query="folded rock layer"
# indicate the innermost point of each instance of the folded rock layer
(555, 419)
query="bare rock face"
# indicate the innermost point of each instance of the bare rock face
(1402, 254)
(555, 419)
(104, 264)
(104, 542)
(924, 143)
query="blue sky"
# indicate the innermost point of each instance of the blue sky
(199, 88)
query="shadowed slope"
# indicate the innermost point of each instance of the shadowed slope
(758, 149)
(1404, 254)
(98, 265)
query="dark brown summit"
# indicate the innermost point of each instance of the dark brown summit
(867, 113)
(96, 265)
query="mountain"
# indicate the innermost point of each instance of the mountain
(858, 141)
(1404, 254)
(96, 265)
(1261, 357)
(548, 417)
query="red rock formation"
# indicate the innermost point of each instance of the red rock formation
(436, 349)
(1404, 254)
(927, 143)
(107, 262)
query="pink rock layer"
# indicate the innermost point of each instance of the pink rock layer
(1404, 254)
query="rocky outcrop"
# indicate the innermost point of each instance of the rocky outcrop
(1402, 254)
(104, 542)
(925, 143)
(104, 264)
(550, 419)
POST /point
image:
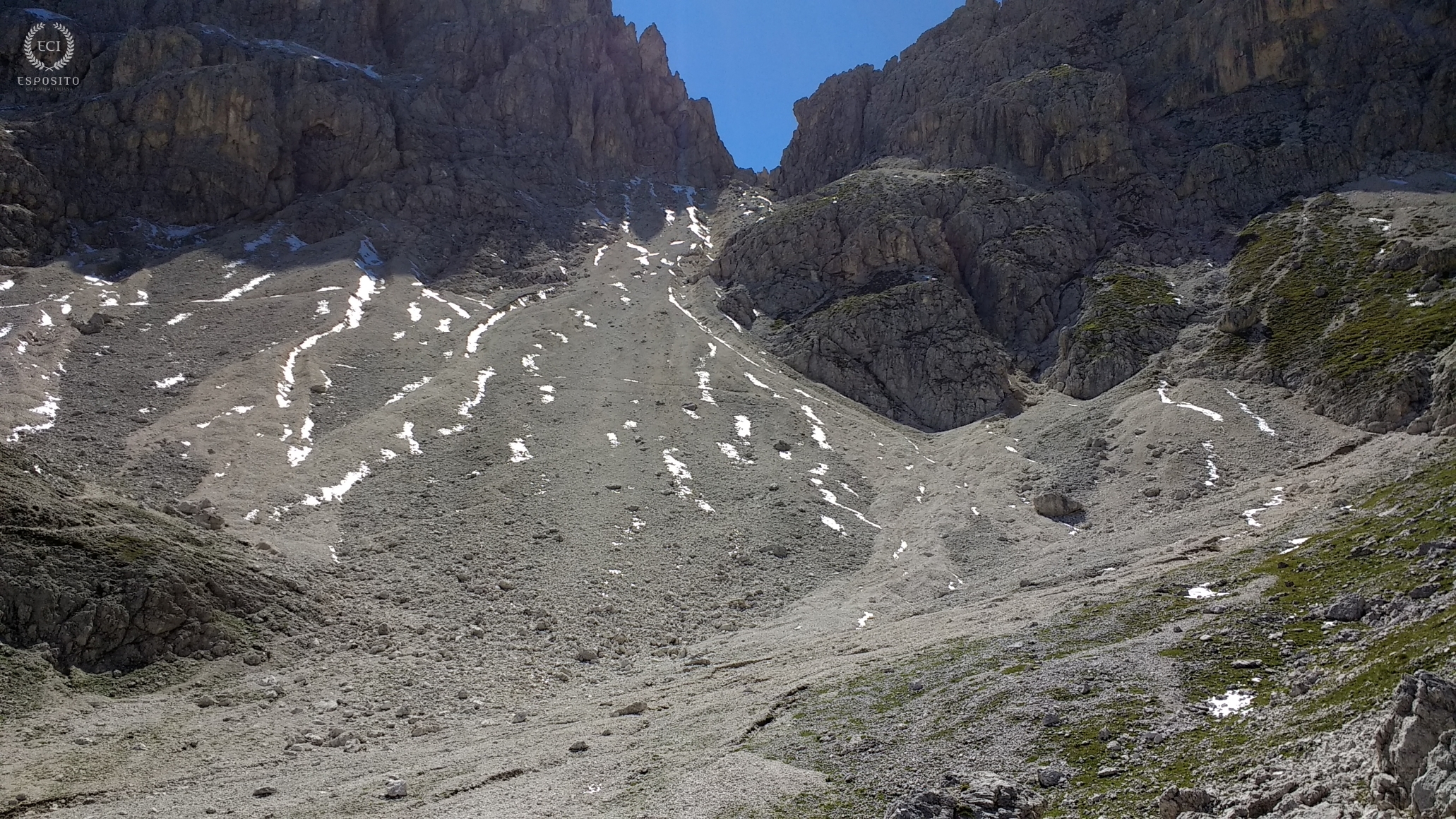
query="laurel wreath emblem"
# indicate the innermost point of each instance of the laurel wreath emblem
(59, 64)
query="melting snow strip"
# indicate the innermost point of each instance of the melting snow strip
(335, 494)
(1251, 515)
(459, 310)
(833, 501)
(351, 319)
(732, 453)
(408, 437)
(237, 293)
(408, 389)
(479, 392)
(1162, 393)
(1263, 424)
(702, 384)
(1229, 703)
(1213, 469)
(519, 453)
(474, 341)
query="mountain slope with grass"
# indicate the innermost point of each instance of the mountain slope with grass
(935, 491)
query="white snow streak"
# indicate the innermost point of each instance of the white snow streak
(1251, 515)
(408, 437)
(408, 389)
(743, 426)
(479, 392)
(1263, 424)
(1162, 393)
(519, 451)
(237, 293)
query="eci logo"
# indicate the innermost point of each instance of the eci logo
(49, 49)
=-=-=
Activity →
Please print each record above again exactly, but omit any pictures.

Answer to the problem →
query="folded rock layer"
# indicate the innermost point of each instance of the folded rock layer
(555, 419)
query="bare rock face"
# indicate the innermost point of each instance of the bare rock face
(1402, 254)
(555, 419)
(104, 264)
(104, 542)
(924, 143)
query="blue sky"
# indicate the innermost point of each instance of the blue sky
(199, 88)
query="shadowed slope"
# indicate the innermost point of each instance of the shadowed slope
(758, 149)
(1404, 254)
(98, 265)
query="dark brown summit"
# indicate the innermost point of each instance of the dark brown summit
(867, 113)
(96, 265)
query="mountain"
# indicate the innermost point of each instance of the mountain
(858, 141)
(1404, 254)
(96, 265)
(1261, 357)
(548, 417)
query="red rock formation"
# indicate the innermost point of each instance of the red rock formation
(436, 349)
(1404, 254)
(927, 143)
(107, 262)
query="pink rock layer"
# indicate the innermost point of each instance of the pink rock layer
(1404, 254)
query="rocky outcrop"
# indicate the innermost point of each instance of the rocky outcrop
(1402, 254)
(104, 542)
(925, 143)
(104, 264)
(550, 419)
POST /point
image:
query="laurel wreath emblem"
# indicate the innermost point of each instance of the laurel wreath emblem
(59, 64)
query="melting snow strip"
# indicate the innermost point of each instance of the melting snow strip
(335, 494)
(1251, 515)
(459, 310)
(833, 501)
(351, 319)
(732, 453)
(408, 437)
(237, 293)
(408, 389)
(479, 392)
(1162, 393)
(1263, 424)
(702, 384)
(1229, 703)
(1213, 469)
(519, 453)
(474, 341)
query="mountain slope with grass"
# indicate the innermost point of each instance of the mountain slope with grass
(935, 491)
query="white snow streak"
# indicate the innermost point of each instance of the white snow streak
(1251, 515)
(408, 437)
(408, 389)
(743, 426)
(479, 392)
(1263, 424)
(1162, 393)
(519, 451)
(237, 293)
query="eci logo"
# indicate the innermost point of each instance of the eci logo
(49, 49)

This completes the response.